----- Provided text

Re: A couple of OSD-crashes after serious network trouble

Oliver Francke <Oliver.Francke@xxxxxxxx> · Tue, 11 Dec 2012 20:38:28 +0100

Hi Sage,

Am 11.12.2012 um 18:04 schrieb Sage Weil <sage@xxxxxxxxxxx>:

> On Tue, 11 Dec 2012, Oliver Francke wrote:
>> Hi Sam,
>> 
>> perhaps you have overlooked my comments further down, beginning with
>> "been there" ? ;)
> 
> We're pretty swamped with bobtail stuff at the moment, so ceph-devel 
> inquiries are low on the priority list right now.
> 

100% agree, this thing here is "best effort" right now, true.

> See below:
> 
>> 
>> If so, please have a look, cause I'm clueless 8-)
>> 
>> On 12/10/2012 11:48 AM, Oliver Francke wrote:
>>> Hi Sam,
>>> 
>>> helpful input.. and... not so...
>>> 
>>> On 12/07/2012 10:18 PM, Samuel Just wrote:
>>>> Ah... unfortunately doing a repair in these 6 cases would probably
>>>> result in the wrong object surviving.  It should work, but it might
>>>> corrupt the rbd image contents.  If the images are expendable, you
>>>> could repair and then delete the images.
>>>> 
>>>> The red flag here is that the "known size" is smaller than the other
>>>> size.  This indicates that it most likely chose the wrong file as the
>>>> "correct" one since rbd image blocks usually get bigger over time.  To
>>>> fix this, you will need to manually copy the file for the larger of
>>>> the two object replicas to replace the smaller of the two object
>>>> replicas.
>>>> 
>>>> For the first, soid 87c96f10/rb.0.47d9b.1014b7b4.0000000002df/head//65
>>>> in pg 65.10:
>>>> 1) Find the object on the primary and the replica (from above, primary
>>>> is 12 and replica is 40).  You can use find in the primary and replica
>>>> current/65.10_head directories to look for a file matching
>>>> *rb.0.47d9b.1014b7b4.0000000002df*).  The file name should be
>>>> 'rb.0.47d9b.1014b7b4.0000000002df__head_87C96F10__65' I think.
>>>> 2) Stop the primary and replica osds
>>>> 3) Compare the file sizes for the two files -- you should find that
>>>> the file sizes do not match.

----------
----- Stored data

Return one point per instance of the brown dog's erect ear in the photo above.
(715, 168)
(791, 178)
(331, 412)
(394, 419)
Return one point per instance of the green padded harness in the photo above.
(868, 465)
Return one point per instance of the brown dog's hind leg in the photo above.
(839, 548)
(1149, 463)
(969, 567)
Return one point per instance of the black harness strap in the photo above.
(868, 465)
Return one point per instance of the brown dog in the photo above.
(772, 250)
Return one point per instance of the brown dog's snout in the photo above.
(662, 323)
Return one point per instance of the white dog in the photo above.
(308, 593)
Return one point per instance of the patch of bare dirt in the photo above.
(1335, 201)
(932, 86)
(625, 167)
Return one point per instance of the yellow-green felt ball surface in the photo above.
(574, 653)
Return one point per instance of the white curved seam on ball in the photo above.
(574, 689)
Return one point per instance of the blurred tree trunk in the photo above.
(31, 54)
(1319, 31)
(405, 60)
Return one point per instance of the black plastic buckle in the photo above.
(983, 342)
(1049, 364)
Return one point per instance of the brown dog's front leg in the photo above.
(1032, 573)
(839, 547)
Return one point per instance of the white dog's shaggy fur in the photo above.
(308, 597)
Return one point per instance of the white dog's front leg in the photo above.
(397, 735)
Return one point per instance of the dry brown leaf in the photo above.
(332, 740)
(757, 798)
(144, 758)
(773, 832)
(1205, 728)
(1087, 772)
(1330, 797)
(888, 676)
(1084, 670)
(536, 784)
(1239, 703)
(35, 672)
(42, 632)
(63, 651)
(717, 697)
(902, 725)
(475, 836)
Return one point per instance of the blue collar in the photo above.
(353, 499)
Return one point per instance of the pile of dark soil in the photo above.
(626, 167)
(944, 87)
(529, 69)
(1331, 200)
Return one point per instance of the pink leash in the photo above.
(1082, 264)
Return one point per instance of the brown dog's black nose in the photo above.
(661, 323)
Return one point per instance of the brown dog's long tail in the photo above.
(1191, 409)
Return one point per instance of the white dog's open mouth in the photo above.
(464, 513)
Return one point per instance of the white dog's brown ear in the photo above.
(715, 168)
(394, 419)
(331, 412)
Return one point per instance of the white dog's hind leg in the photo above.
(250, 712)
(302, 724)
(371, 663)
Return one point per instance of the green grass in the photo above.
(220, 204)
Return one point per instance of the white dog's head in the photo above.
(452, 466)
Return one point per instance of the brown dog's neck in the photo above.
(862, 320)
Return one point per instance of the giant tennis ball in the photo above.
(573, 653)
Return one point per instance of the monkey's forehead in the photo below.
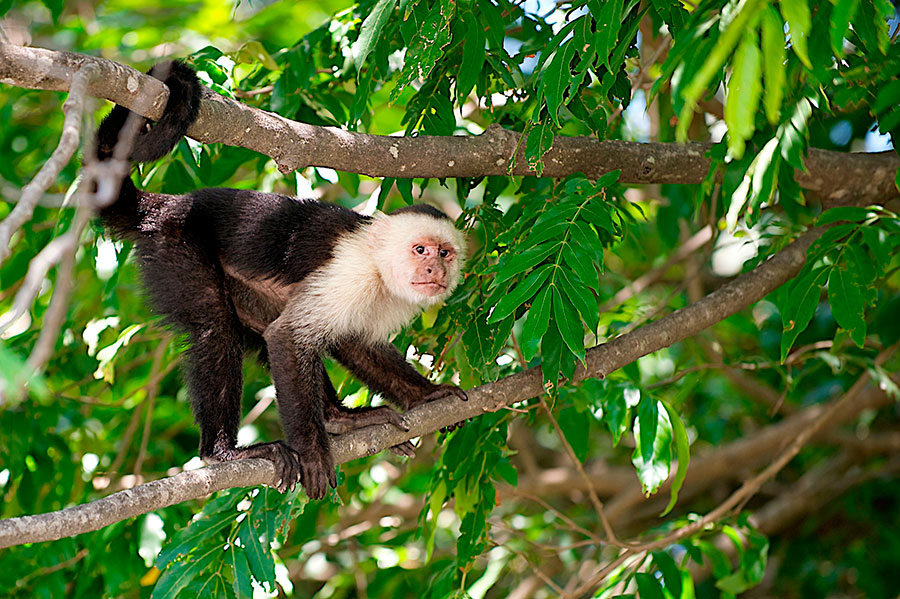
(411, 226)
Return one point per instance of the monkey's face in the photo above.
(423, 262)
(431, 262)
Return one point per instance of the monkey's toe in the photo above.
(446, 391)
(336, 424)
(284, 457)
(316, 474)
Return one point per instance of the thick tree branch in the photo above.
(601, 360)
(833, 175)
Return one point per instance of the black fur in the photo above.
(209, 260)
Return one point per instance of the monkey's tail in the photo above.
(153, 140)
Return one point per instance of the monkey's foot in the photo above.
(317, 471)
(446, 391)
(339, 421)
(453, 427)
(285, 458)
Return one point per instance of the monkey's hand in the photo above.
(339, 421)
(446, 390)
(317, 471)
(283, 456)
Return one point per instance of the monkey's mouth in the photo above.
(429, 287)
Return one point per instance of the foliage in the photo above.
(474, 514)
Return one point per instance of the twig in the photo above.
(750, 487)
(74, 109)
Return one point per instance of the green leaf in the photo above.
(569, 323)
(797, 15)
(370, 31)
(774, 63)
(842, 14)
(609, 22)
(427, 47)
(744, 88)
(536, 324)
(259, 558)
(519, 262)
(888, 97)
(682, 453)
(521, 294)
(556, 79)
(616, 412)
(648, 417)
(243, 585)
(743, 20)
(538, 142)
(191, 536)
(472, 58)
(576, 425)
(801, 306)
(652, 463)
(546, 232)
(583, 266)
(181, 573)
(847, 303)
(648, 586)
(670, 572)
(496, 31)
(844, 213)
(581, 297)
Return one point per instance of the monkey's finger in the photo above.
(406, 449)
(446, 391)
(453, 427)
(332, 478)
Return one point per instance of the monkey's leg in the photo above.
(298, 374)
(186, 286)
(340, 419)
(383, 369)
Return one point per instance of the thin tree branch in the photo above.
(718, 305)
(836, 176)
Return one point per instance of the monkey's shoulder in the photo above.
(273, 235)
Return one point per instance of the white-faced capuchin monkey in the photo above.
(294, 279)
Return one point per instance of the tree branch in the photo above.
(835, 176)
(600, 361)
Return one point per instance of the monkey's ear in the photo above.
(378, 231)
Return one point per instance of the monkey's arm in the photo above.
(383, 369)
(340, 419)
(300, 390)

----------
----- Stored data

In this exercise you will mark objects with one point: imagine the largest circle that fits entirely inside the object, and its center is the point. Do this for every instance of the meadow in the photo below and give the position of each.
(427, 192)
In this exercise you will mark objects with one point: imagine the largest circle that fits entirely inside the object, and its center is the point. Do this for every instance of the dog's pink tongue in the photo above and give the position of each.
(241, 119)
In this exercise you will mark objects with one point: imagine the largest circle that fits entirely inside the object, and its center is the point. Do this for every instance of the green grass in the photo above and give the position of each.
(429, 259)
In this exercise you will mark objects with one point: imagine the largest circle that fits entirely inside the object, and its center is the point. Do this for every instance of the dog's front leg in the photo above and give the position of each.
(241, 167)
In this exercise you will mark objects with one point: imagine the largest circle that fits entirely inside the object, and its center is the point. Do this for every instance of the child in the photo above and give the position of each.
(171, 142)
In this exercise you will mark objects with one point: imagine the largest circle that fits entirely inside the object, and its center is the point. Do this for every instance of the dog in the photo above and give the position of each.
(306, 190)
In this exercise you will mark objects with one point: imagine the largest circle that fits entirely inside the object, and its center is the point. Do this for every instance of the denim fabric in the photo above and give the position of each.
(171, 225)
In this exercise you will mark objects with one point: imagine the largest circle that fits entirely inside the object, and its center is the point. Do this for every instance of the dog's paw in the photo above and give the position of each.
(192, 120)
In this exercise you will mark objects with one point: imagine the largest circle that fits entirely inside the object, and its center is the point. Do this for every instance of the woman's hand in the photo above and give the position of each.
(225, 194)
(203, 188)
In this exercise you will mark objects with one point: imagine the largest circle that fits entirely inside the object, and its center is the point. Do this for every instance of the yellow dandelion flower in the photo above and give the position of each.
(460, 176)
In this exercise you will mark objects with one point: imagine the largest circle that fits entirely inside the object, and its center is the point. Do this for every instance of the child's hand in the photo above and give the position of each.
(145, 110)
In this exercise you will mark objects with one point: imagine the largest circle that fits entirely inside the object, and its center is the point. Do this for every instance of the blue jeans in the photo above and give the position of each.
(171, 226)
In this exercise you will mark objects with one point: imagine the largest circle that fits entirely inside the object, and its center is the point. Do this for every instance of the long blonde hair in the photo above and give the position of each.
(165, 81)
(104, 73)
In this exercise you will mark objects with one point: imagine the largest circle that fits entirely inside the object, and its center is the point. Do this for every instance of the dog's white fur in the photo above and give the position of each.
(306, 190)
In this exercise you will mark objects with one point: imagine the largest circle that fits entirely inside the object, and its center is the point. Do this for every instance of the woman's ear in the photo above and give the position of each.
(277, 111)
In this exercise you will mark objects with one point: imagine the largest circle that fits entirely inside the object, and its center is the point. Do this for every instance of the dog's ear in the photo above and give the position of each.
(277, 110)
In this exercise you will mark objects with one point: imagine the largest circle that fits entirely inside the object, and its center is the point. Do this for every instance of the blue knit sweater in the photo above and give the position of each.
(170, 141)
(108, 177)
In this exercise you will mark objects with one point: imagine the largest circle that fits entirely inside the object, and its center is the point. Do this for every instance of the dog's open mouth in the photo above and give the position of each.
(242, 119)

----------

* _Task list_:
1. Rewrite the paragraph in the OSD-crash thread above that begins "The red flag here is" as a short bulleted list, keeping its main facts.
2. In the OSD-crash thread, which OSD numbers are given as the primary and the replica for the object in pg 65.10?
3. Write the next part of the OSD-crash thread, starting right after step 3 of the repair instructions.

* _Task-by-task outputs_:
1.
- The warning sign is that the "known size" is smaller than the other size.
- This most likely means the wrong file was chosen as the "correct" one, since rbd image blocks usually get bigger over time.
- The fix is to manually copy the file for the larger object replica so that it replaces the smaller one.

2. The primary is 12 and the replica is 40.

3.
>>>> 4) Replace the smaller file with the larger one (you'll probably want
>>>> to keep a copy of the smaller one around just in case).
>>>> 5) Restart the osds and scrub pg 65.10 -- the pg should come up clean
>>>> (possibly with a relatively harmless stat mismatch)
>>> 
>>> been there. on OSD.12 it's
>>> -rw-r--r-- 1 root root 699904 Dec  9 06:25
>>> rb.0.47d9b.1014b7b4.0000000002df__head_87C96F10__41
>>> 
>>> on OSD.40:
>>> -rw-r--r-- 1 root root 4194304 Dec  9 06:25
>>> rb.0.47d9b.1014b7b4.0000000002df__head_87C96F10__41
>>> 
>>> going by a short glance into the file, there are some readable
>>> syslog-entries, in both files.
>>> For the bad luck in this example, the shorter file contains the more current
>>> entries?!
> 
> It sounds like the larger one was at one point correct, but since they got 
> out of sync an update was applied to the other.  What fs is this (inside 
> the VM)?  If we're lucky the whole block is file data, in which case I 
> would extend the small one with more recent out to the full size by taking 
> the last chunk of the second one.  (Or, if the bytes look like an 
> unimportant file, just use truncate(1) to extend it, and get zeros for 
> that region.)  Make backups of the object first, and fsck inside the VM 
> afterwards.
> 
> --
> 
> We've seen this issue bite twice now, both times on argonaut.  So far 
> nobody using anything more recent..but that is a smaller pool of people, 
> so no real comform there.  Working on setting up a higher-stress long-term 
> testing cluster to trigger this.
> 
> Can you remind me what kernel version you are using?

one of the affected nodes are driven by 3.5.4, the newer ones are nowadays Ubtuntu 12.04.1 LTS with self-compiled 3.6.6.
Inside the VM's you can imagine all flavors, less forgiving CentOS 5.8, some debian5.0 ( ext3)… mostly ext3, I think. Not optimum, at least.

Couple of problems caused by slow requests, I can see in some log-files customers pressing the "RESET" button, implemented via qemu-monitor.
Destructive as can be, with having some megs of cache with the rbd-device.

Thnx n regards,

Oliver.

> 
> sage
> 
> 
>>> 
>>> What exactly happens, if I try to copy or export the file? Which block will
>>> be chosen?
>>> VM is running as I'm writing, so flexibility reduced.
>>> 
>>> Regards,
>>> 
>>> Oliver.
>>> 
>>>> If this worked our correctly, you can repeat for the other 5 cases.
>>>> 
>>>> Let me know if you have any questions.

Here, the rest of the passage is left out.